§ Task requirements
Write every line below out again, exactly as given, but leave out the pictures.

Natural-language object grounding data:
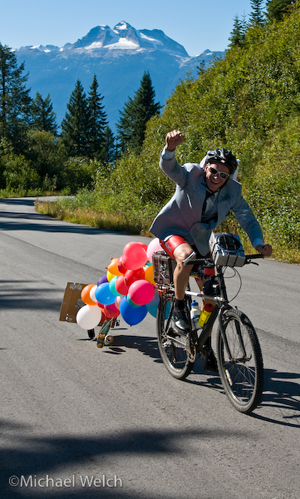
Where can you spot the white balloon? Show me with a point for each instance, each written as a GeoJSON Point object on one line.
{"type": "Point", "coordinates": [88, 317]}
{"type": "Point", "coordinates": [92, 293]}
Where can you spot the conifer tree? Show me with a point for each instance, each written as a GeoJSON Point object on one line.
{"type": "Point", "coordinates": [109, 146]}
{"type": "Point", "coordinates": [136, 113]}
{"type": "Point", "coordinates": [14, 99]}
{"type": "Point", "coordinates": [277, 8]}
{"type": "Point", "coordinates": [75, 125]}
{"type": "Point", "coordinates": [98, 121]}
{"type": "Point", "coordinates": [237, 35]}
{"type": "Point", "coordinates": [257, 15]}
{"type": "Point", "coordinates": [43, 117]}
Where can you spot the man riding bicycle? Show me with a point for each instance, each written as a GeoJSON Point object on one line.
{"type": "Point", "coordinates": [205, 194]}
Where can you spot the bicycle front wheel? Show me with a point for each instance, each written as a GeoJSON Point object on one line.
{"type": "Point", "coordinates": [240, 361]}
{"type": "Point", "coordinates": [172, 346]}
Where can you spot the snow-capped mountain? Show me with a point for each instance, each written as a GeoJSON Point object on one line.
{"type": "Point", "coordinates": [119, 57]}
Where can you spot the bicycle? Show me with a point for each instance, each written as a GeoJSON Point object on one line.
{"type": "Point", "coordinates": [238, 352]}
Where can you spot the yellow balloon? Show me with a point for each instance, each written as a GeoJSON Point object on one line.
{"type": "Point", "coordinates": [113, 267]}
{"type": "Point", "coordinates": [149, 274]}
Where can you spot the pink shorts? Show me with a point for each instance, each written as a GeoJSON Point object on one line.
{"type": "Point", "coordinates": [172, 243]}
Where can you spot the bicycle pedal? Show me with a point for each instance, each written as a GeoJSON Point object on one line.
{"type": "Point", "coordinates": [108, 339]}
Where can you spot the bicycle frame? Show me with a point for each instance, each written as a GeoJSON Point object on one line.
{"type": "Point", "coordinates": [221, 303]}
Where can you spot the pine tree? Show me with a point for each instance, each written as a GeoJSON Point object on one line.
{"type": "Point", "coordinates": [237, 35]}
{"type": "Point", "coordinates": [98, 121]}
{"type": "Point", "coordinates": [257, 15]}
{"type": "Point", "coordinates": [76, 124]}
{"type": "Point", "coordinates": [277, 8]}
{"type": "Point", "coordinates": [136, 113]}
{"type": "Point", "coordinates": [109, 146]}
{"type": "Point", "coordinates": [43, 117]}
{"type": "Point", "coordinates": [14, 99]}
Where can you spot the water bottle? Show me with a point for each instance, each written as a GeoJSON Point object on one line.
{"type": "Point", "coordinates": [195, 313]}
{"type": "Point", "coordinates": [205, 314]}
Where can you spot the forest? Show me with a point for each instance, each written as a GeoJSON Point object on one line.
{"type": "Point", "coordinates": [248, 102]}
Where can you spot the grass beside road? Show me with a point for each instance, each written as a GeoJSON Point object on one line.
{"type": "Point", "coordinates": [137, 223]}
{"type": "Point", "coordinates": [121, 222]}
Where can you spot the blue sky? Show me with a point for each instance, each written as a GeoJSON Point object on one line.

§ Response below
Where can you spot the white balloon? Show me with a point for each instance, each written as a GeoJSON Point object on one line.
{"type": "Point", "coordinates": [88, 317]}
{"type": "Point", "coordinates": [92, 293]}
Where can you spot the conifer tree? Show me with a point for each instance, each written as a GeoJSON Point object on one line.
{"type": "Point", "coordinates": [109, 146]}
{"type": "Point", "coordinates": [136, 113]}
{"type": "Point", "coordinates": [14, 99]}
{"type": "Point", "coordinates": [277, 8]}
{"type": "Point", "coordinates": [75, 125]}
{"type": "Point", "coordinates": [98, 121]}
{"type": "Point", "coordinates": [237, 35]}
{"type": "Point", "coordinates": [257, 15]}
{"type": "Point", "coordinates": [43, 117]}
Where can you spot the man riding bicycle? Show me with a point for each instance, each written as a GeoJSON Point object on one line.
{"type": "Point", "coordinates": [205, 194]}
Where can you spot the bicycle front wheel? Show me with a point for each instance, each written as a GeoJSON Point object on one line.
{"type": "Point", "coordinates": [240, 361]}
{"type": "Point", "coordinates": [172, 346]}
Where can you spot the snow-capped mountain? Show me with a point for each instance, each written as a GeoJSON Point object on one line.
{"type": "Point", "coordinates": [119, 57]}
Where can you spot the bicycle? Show me with a point for each instance, each written as a GeoJSON Point object on one line.
{"type": "Point", "coordinates": [238, 352]}
Where can you spot the yellow balloon? Show me with a point for each instance, each written as a GeoJSON Point object on one line.
{"type": "Point", "coordinates": [113, 267]}
{"type": "Point", "coordinates": [149, 274]}
Where can you spot the pink shorts? Show me with a point for each instance, each written as a GeoJSON Point object on one line.
{"type": "Point", "coordinates": [172, 243]}
Where can you spot the bicycle pedal? Show me with a point for each instance, each written as a GeoJSON Point object on one line.
{"type": "Point", "coordinates": [108, 339]}
Where can you spot the bicycle frame? Show me with a point for each instance, each written as a GeoJSON Point object on one line.
{"type": "Point", "coordinates": [221, 303]}
Where can you spot the pine tree? Show me with a point for each instance, each written as a GeoJSON Point object on one line.
{"type": "Point", "coordinates": [237, 35]}
{"type": "Point", "coordinates": [98, 121]}
{"type": "Point", "coordinates": [257, 15]}
{"type": "Point", "coordinates": [76, 124]}
{"type": "Point", "coordinates": [277, 8]}
{"type": "Point", "coordinates": [136, 113]}
{"type": "Point", "coordinates": [109, 146]}
{"type": "Point", "coordinates": [43, 117]}
{"type": "Point", "coordinates": [14, 99]}
Where can you spot the water bottle? Show me with a point for each instance, each written as a GeoJSON Point object on one line.
{"type": "Point", "coordinates": [195, 313]}
{"type": "Point", "coordinates": [205, 314]}
Where can you spot the forest? Show me with a point for each instance, each written as a GeoJSON Point object on one line.
{"type": "Point", "coordinates": [248, 102]}
Where can you spot the grass beside road? Show me with a point for each instance, each written as a GeoJSON Point object on one line.
{"type": "Point", "coordinates": [137, 223]}
{"type": "Point", "coordinates": [121, 222]}
Where can you spot the blue sky? Show me with a point for each instance, each written as a GeoJSON Point object on one line.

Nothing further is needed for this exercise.